Provided material
----------------
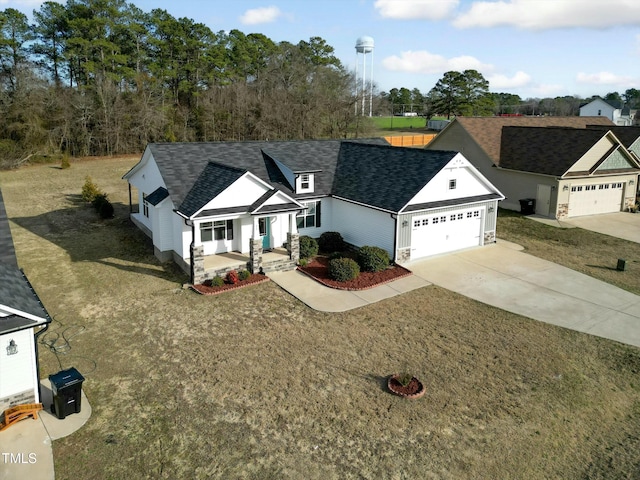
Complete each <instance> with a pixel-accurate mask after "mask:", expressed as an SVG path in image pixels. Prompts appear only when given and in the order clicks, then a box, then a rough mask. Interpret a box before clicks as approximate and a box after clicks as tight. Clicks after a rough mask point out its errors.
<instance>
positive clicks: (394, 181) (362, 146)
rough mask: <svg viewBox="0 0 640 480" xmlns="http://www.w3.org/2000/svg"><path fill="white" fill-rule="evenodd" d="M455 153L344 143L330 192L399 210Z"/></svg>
mask: <svg viewBox="0 0 640 480" xmlns="http://www.w3.org/2000/svg"><path fill="white" fill-rule="evenodd" d="M456 155H457V152H446V151H438V150H424V149H415V148H404V147H390V146H378V145H363V144H357V143H352V142H344V143H343V144H342V146H341V147H340V154H339V157H338V165H337V168H336V174H335V177H334V182H333V188H332V191H333V194H334V195H336V196H338V197H341V198H345V199H347V200H351V201H354V202H358V203H362V204H365V205H371V206H373V207H377V208H380V209H383V210H387V211H390V212H399V211H400V210H401V209H402V208H403V207H404V206H405V205H406V204H407V202H409V201H410V200H411V199H412V198H413V197H414V196H415V195H416V194H417V193H418V192H419V191H420V190H421V189H422V187H424V186H425V185H426V184H427V183H428V182H429V181H430V180H431V179H432V178H433V177H434V176H435V175H436V174H437V173H438V172H439V171H440V170H441V169H442V168H443V167H444V166H445V165H446V164H447V163H449V161H450V160H451V159H452V158H453V157H454V156H456Z"/></svg>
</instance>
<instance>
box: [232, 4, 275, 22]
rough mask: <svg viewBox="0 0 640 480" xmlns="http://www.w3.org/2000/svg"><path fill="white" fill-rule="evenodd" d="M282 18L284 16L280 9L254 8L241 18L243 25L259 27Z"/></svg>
mask: <svg viewBox="0 0 640 480" xmlns="http://www.w3.org/2000/svg"><path fill="white" fill-rule="evenodd" d="M280 16H282V12H281V11H280V9H279V8H278V7H274V6H270V7H261V8H252V9H250V10H247V11H246V12H244V14H243V15H242V16H241V17H240V22H242V24H243V25H258V24H260V23H271V22H275V21H276V20H277V19H278V17H280Z"/></svg>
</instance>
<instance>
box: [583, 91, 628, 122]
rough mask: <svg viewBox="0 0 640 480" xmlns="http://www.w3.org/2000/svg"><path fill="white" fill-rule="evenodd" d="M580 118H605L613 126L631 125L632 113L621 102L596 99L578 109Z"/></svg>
mask: <svg viewBox="0 0 640 480" xmlns="http://www.w3.org/2000/svg"><path fill="white" fill-rule="evenodd" d="M580 116H581V117H607V118H608V119H609V120H611V121H612V122H613V123H614V125H617V126H624V127H626V126H629V125H633V117H634V115H633V113H632V111H631V109H629V107H625V106H624V105H623V104H622V103H621V102H614V101H607V100H603V99H602V98H600V97H598V98H595V99H594V100H592V101H591V102H589V103H587V104H585V105H583V106H581V107H580Z"/></svg>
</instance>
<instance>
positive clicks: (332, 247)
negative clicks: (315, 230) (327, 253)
mask: <svg viewBox="0 0 640 480" xmlns="http://www.w3.org/2000/svg"><path fill="white" fill-rule="evenodd" d="M318 246H319V247H320V250H322V251H323V252H326V253H332V252H341V251H342V250H344V249H345V243H344V240H343V239H342V235H340V232H324V233H323V234H322V235H320V238H319V239H318Z"/></svg>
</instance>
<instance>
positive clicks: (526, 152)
mask: <svg viewBox="0 0 640 480" xmlns="http://www.w3.org/2000/svg"><path fill="white" fill-rule="evenodd" d="M587 126H589V129H587V128H586V127H587ZM556 127H557V128H556ZM615 128H617V127H615V126H614V125H613V123H612V122H611V121H610V120H608V119H607V118H605V117H458V118H456V119H455V120H454V121H453V122H452V123H451V124H450V125H448V126H447V127H446V128H445V129H444V130H443V131H442V132H440V134H438V136H437V137H436V138H435V139H434V140H433V141H432V142H431V143H430V144H429V145H427V147H426V148H427V149H434V150H436V149H443V148H446V149H456V150H459V151H460V152H461V153H463V154H464V155H465V157H466V158H467V159H468V160H469V161H470V162H471V163H472V164H473V165H474V166H475V167H477V168H478V170H480V172H481V173H482V174H483V175H484V176H485V177H487V179H489V180H490V181H491V182H492V183H493V184H494V185H496V186H497V187H498V188H499V189H500V190H501V191H502V192H503V193H504V194H505V195H506V199H505V200H504V202H503V203H502V205H503V206H504V207H505V208H508V209H512V210H519V209H520V203H519V201H520V200H521V199H528V198H531V199H535V213H536V214H538V215H542V216H545V217H550V218H566V217H572V216H580V215H593V214H598V213H607V212H616V211H622V210H624V209H625V208H627V207H628V206H629V205H630V204H631V203H632V202H633V201H634V199H635V191H636V190H635V188H637V175H638V162H637V158H636V156H635V154H634V153H633V152H632V151H630V150H628V149H627V148H626V147H625V144H623V143H622V142H621V141H620V139H618V138H617V136H616V134H615V133H614V132H613V130H612V129H615ZM623 128H631V127H623ZM589 130H591V131H589ZM625 143H629V144H630V145H631V144H633V143H634V142H633V141H629V140H628V139H626V140H625Z"/></svg>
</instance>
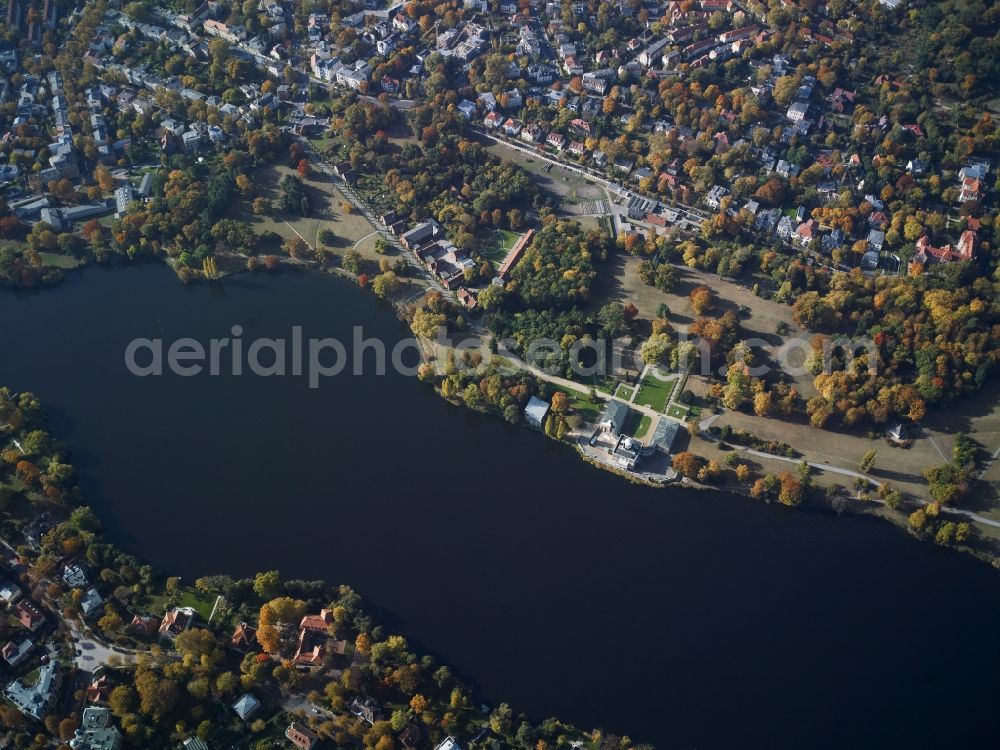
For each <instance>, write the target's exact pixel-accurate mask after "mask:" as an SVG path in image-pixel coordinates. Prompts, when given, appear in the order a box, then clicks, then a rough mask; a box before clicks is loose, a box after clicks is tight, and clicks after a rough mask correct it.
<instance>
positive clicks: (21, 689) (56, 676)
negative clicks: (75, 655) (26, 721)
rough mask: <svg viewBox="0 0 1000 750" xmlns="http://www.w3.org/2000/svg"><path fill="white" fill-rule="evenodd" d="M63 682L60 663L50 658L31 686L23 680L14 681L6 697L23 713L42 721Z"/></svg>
mask: <svg viewBox="0 0 1000 750" xmlns="http://www.w3.org/2000/svg"><path fill="white" fill-rule="evenodd" d="M61 682H62V670H61V668H60V666H59V662H58V661H56V660H55V659H52V658H50V659H49V661H48V662H47V663H45V664H43V665H42V666H41V668H40V669H39V670H38V673H37V675H36V677H35V679H34V681H33V682H32V683H31V684H30V685H29V684H26V683H25V682H23V681H22V680H14V681H13V682H12V683H10V684H9V685H8V686H7V688H6V689H5V690H4V695H5V696H7V699H8V700H9V701H10V702H11V703H13V704H14V705H15V706H16V707H17V709H18V710H19V711H21V713H24V714H26V715H28V716H30V717H32V718H34V719H37V720H39V721H41V719H42V717H43V716H45V714H47V713H48V712H49V709H50V708H51V706H52V704H53V703H54V701H55V698H56V696H57V695H58V690H59V685H60V683H61Z"/></svg>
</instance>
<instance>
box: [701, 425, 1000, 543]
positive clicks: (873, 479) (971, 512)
mask: <svg viewBox="0 0 1000 750" xmlns="http://www.w3.org/2000/svg"><path fill="white" fill-rule="evenodd" d="M707 421H708V420H706V422H707ZM706 422H703V423H702V424H706ZM699 435H700V436H701V437H702V438H704V439H705V440H710V441H712V442H718V441H719V439H718V438H717V437H715V436H714V435H712V434H711V433H709V432H701V431H699ZM732 447H733V448H734V449H736V450H738V451H740V452H741V453H746V454H748V455H751V456H757V457H758V458H767V459H773V460H776V461H785V462H786V463H792V464H795V465H796V466H797V465H799V464H801V463H802V459H800V458H789V457H788V456H776V455H774V454H772V453H764V452H763V451H755V450H753V449H751V448H744V447H743V446H740V445H732ZM806 463H807V464H808V465H809V466H811V467H812V468H814V469H819V470H821V471H829V472H831V473H833V474H840V475H841V476H846V477H853V478H855V479H858V478H860V479H864V480H866V481H868V482H870V483H871V484H873V485H875V486H876V487H881V486H882V482H880V481H878V480H877V479H872V478H871V477H870V476H868V475H867V474H862V473H861V472H859V471H854V470H853V469H844V468H841V467H840V466H832V465H830V464H824V463H819V462H817V461H806ZM914 499H915V500H916V501H917V502H918V503H919V504H920V505H923V506H927V505H931V503H930V502H929V501H927V500H921V499H920V498H914ZM870 502H876V503H880V504H882V505H885V501H883V500H882V499H881V498H879V497H877V496H876V497H872V498H871V500H870ZM941 512H942V513H944V514H946V515H950V516H961V517H962V518H967V519H969V520H970V521H975V522H976V523H981V524H983V525H985V526H992V527H994V528H1000V521H994V520H992V519H990V518H985V517H983V516H981V515H979V514H978V513H973V512H972V511H971V510H962V509H961V508H949V507H947V506H945V507H942V508H941Z"/></svg>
----------------
Activity
Within the data above, filter for lines containing the word "before" and copy each one.

Answer space
Complete each <instance> with a pixel-accurate mask after "mask:", expressed as an SVG path in image pixels. Prompts appear only when given and in the order clicks, then a box, then a rough mask. Interpret a box before clicks as approximate and a box after clicks as tight. Clicks after a rough mask point out its errors.
For each <instance>, write the target's exact pixel-accurate mask after "mask:" as an SVG path in image-pixel coordinates. Prompts, when given, appear in the order a box, then clicks, then a rough mask; a box before clicks is loose, a box after clicks is tight, and clicks after a rough mask correct it.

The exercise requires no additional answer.